[Excerpts from a dataset]
⟨

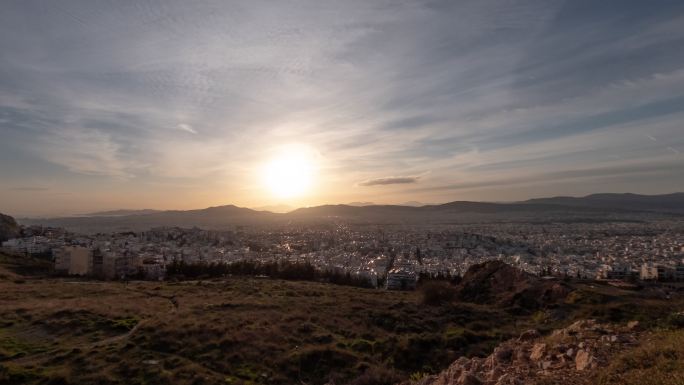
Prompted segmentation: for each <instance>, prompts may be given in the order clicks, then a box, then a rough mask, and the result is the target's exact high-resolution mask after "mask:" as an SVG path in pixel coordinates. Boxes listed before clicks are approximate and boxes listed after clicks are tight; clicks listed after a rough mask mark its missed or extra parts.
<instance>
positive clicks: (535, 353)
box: [530, 342, 546, 361]
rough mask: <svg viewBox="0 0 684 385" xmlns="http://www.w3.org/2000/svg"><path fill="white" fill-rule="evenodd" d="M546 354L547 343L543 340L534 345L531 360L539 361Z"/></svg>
mask: <svg viewBox="0 0 684 385" xmlns="http://www.w3.org/2000/svg"><path fill="white" fill-rule="evenodd" d="M544 354H546V344H545V343H541V342H539V343H536V344H534V346H532V351H531V352H530V360H532V361H539V360H541V359H542V358H543V357H544Z"/></svg>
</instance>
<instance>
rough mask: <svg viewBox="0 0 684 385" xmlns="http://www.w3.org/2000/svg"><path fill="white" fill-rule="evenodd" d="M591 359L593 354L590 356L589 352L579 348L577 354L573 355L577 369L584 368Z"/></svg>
mask: <svg viewBox="0 0 684 385" xmlns="http://www.w3.org/2000/svg"><path fill="white" fill-rule="evenodd" d="M593 361H594V356H592V355H591V353H589V352H588V351H586V350H580V351H578V352H577V356H576V357H575V368H576V369H577V370H586V369H588V368H589V366H590V365H591V364H592V362H593Z"/></svg>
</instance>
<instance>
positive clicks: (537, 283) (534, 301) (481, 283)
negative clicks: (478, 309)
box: [456, 261, 572, 312]
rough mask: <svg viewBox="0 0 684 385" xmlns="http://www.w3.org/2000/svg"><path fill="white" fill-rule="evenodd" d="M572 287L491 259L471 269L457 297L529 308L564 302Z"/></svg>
mask: <svg viewBox="0 0 684 385" xmlns="http://www.w3.org/2000/svg"><path fill="white" fill-rule="evenodd" d="M571 290H572V289H571V288H570V287H569V286H568V285H567V284H565V283H563V282H559V281H556V280H544V279H540V278H538V277H536V276H533V275H531V274H529V273H525V272H524V271H522V270H519V269H516V268H514V267H512V266H509V265H507V264H505V263H503V262H501V261H489V262H484V263H481V264H477V265H474V266H472V267H471V268H470V269H468V271H467V272H466V273H465V275H464V276H463V279H462V280H461V283H460V284H459V287H458V292H457V295H456V298H457V299H459V300H461V301H465V302H474V303H479V304H488V305H496V306H498V307H504V308H517V309H518V310H519V311H528V312H529V311H533V310H537V309H539V308H543V307H551V306H554V305H556V304H558V303H562V302H563V301H564V300H565V298H566V297H567V295H568V294H569V293H570V292H571Z"/></svg>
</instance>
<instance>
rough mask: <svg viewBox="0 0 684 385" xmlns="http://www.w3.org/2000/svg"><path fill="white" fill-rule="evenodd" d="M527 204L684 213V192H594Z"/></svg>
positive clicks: (526, 203) (523, 202)
mask: <svg viewBox="0 0 684 385" xmlns="http://www.w3.org/2000/svg"><path fill="white" fill-rule="evenodd" d="M523 203H526V204H534V205H539V204H553V205H563V206H571V207H590V208H602V209H620V210H642V211H657V212H671V213H684V193H673V194H665V195H638V194H629V193H626V194H592V195H587V196H585V197H579V198H576V197H553V198H539V199H530V200H528V201H525V202H523Z"/></svg>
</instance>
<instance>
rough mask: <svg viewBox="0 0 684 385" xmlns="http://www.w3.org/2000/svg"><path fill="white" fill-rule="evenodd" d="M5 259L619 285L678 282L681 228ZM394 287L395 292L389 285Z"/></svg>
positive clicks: (354, 241) (221, 241)
mask: <svg viewBox="0 0 684 385" xmlns="http://www.w3.org/2000/svg"><path fill="white" fill-rule="evenodd" d="M2 247H3V249H4V250H5V251H6V252H11V253H19V254H31V255H38V256H44V257H45V258H49V259H50V260H52V261H53V262H54V271H55V273H56V274H61V275H77V276H88V277H93V278H97V279H107V280H113V279H128V278H133V277H136V278H141V279H150V280H161V279H164V278H165V276H166V272H167V268H168V266H169V265H170V264H172V263H178V262H182V263H184V264H190V265H192V264H233V263H236V262H240V261H251V262H254V263H269V262H276V263H283V262H288V263H306V264H310V265H312V266H313V267H314V268H315V269H317V270H319V271H322V272H332V273H336V274H343V275H351V276H352V277H355V278H357V279H360V280H362V281H365V282H367V283H368V285H369V286H373V287H378V286H383V287H389V288H402V287H403V288H412V287H414V286H415V281H416V280H417V279H418V278H419V277H421V276H422V277H435V276H444V277H455V276H460V275H462V274H463V273H464V272H465V271H467V269H468V268H469V267H470V266H472V265H474V264H477V263H481V262H484V261H487V260H492V259H498V260H502V261H504V262H507V263H508V264H511V265H514V266H517V267H519V268H521V269H522V270H525V271H527V272H529V273H532V274H535V275H555V276H564V277H572V278H584V279H586V278H589V279H617V280H625V281H634V280H643V281H664V282H671V281H682V280H684V223H681V222H678V221H668V220H663V221H656V222H647V223H645V222H609V223H596V224H587V223H580V224H564V223H545V224H524V225H521V224H519V223H515V224H478V225H471V226H466V225H464V226H424V227H421V226H411V227H407V226H383V227H382V228H381V227H378V226H369V225H350V224H344V223H330V224H328V225H317V226H313V225H310V226H304V225H302V226H289V227H278V228H273V229H269V230H264V229H250V228H247V227H243V226H236V227H235V229H234V230H230V231H213V230H203V229H199V228H178V227H162V228H154V229H150V230H149V231H144V232H121V233H110V234H96V235H82V234H75V233H71V232H68V231H66V230H64V229H61V228H50V227H42V226H28V227H24V228H23V230H22V235H21V237H19V238H14V239H10V240H8V241H5V242H3V244H2ZM397 282H400V283H397Z"/></svg>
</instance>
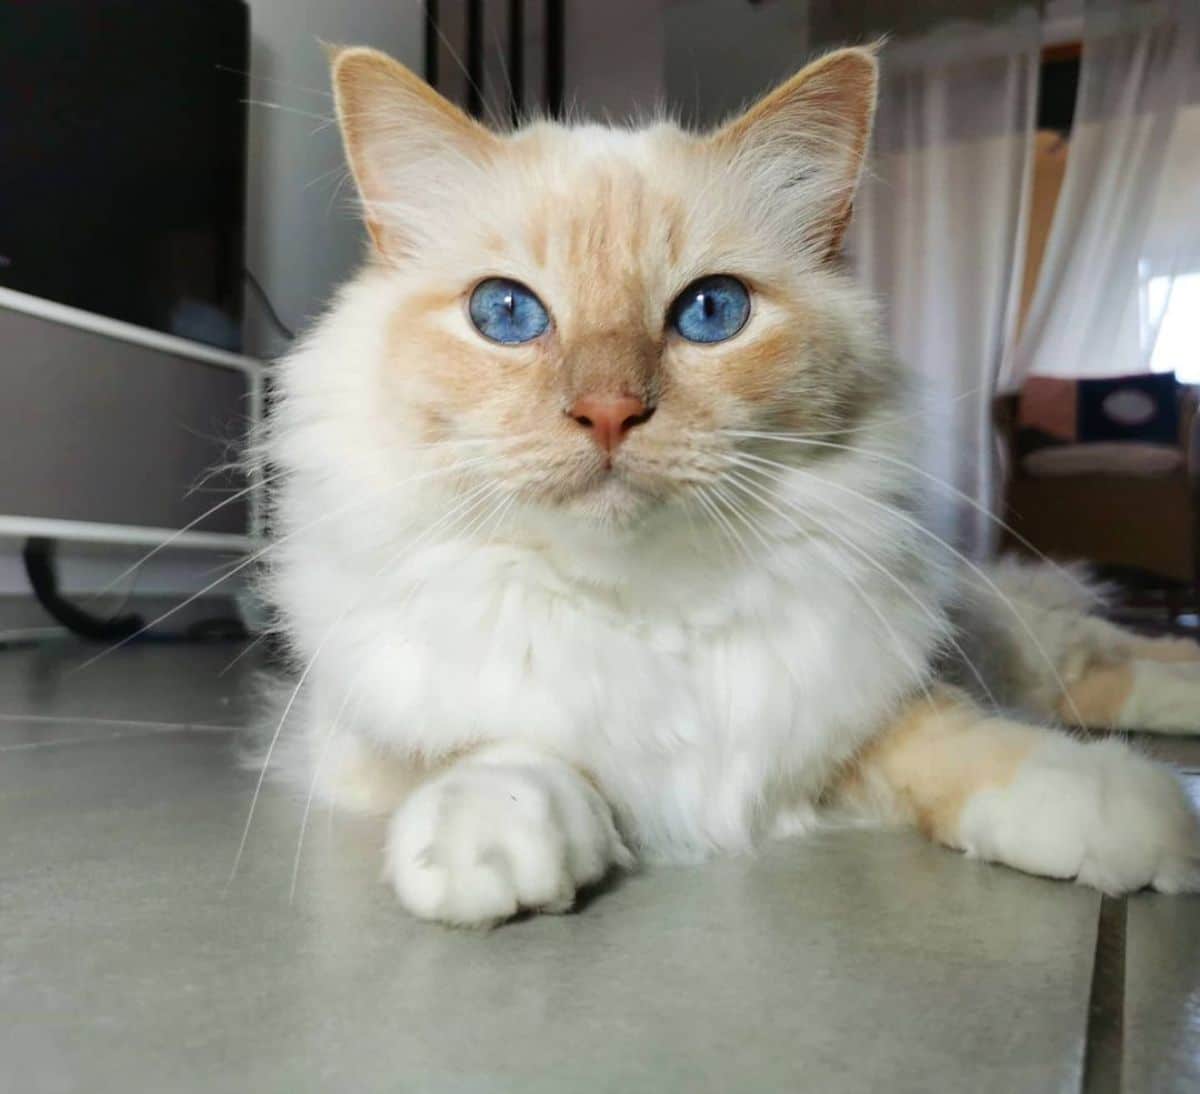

⟩

Task prompt
Copy the lines above exactly, beginning at the line that has "positive clicks: (537, 283)" and stopping after the line that has "box: [456, 261, 572, 312]", and omit the rest.

Solved exercise
positive clicks: (537, 283) (534, 301) (481, 283)
negative clicks: (478, 309)
box: [456, 261, 572, 312]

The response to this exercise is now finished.